§ WHAT TO PRODUCE: Please restate word for word only the lines that start at the one containing "If you would be willing to indicate the arched window" and continue to the final line of the material.

§ PROVIDED INFORMATION:
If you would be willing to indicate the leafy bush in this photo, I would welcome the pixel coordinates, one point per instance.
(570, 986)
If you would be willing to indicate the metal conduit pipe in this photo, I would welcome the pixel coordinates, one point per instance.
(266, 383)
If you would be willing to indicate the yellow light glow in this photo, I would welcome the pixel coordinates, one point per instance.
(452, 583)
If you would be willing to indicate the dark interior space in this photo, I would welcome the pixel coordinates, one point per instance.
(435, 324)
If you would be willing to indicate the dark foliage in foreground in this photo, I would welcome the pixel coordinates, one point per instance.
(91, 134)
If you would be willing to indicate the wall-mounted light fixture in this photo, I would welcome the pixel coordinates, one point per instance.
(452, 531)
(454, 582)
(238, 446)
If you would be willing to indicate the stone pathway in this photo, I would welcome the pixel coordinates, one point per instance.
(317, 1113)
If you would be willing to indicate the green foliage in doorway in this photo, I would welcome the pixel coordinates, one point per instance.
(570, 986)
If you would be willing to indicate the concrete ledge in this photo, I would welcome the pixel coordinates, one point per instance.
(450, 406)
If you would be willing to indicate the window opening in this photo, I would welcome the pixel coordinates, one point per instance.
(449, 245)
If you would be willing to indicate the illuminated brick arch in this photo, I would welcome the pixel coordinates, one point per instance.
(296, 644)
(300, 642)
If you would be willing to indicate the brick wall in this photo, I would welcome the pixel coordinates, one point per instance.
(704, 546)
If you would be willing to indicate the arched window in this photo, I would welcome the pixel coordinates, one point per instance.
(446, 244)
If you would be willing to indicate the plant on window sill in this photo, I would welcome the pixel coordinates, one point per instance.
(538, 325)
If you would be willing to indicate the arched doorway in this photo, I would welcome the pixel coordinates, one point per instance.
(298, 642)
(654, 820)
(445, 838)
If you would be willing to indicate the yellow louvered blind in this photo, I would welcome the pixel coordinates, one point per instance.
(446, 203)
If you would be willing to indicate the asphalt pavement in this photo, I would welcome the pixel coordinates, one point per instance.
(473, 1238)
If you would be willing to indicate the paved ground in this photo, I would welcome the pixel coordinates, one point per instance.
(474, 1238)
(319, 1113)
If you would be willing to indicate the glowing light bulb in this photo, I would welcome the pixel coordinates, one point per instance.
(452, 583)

§ RESPONSE BELOW:
If you would be willing to indicate the arched window in this photo, I would welcome the pixel coordinates, one point per instance.
(446, 244)
If you would be willing to indicate the plant on window sill in this photo, I would welcome the pixel coordinates, one point per instance.
(538, 325)
If you would be willing to indicate the arched doorway in this photo, I would welcome the pixel coordinates, one point per instance.
(298, 642)
(654, 820)
(445, 838)
If you would be willing to indicate the yellow louvered blind in this photo, I would welcome the pixel coordinates, one point per instance.
(446, 203)
If you would be willing to indicate the asphalt pavement in this photo, I would welcome the pixel coordinates, one point per instance.
(473, 1238)
If you would be willing to indicate the paved ground in this photo, I would welcome the pixel coordinates, one point per instance.
(474, 1238)
(319, 1113)
If you would be willing to indicate the glowing light bulb in this photo, I would welcome the pixel coordinates, one point per instance.
(452, 583)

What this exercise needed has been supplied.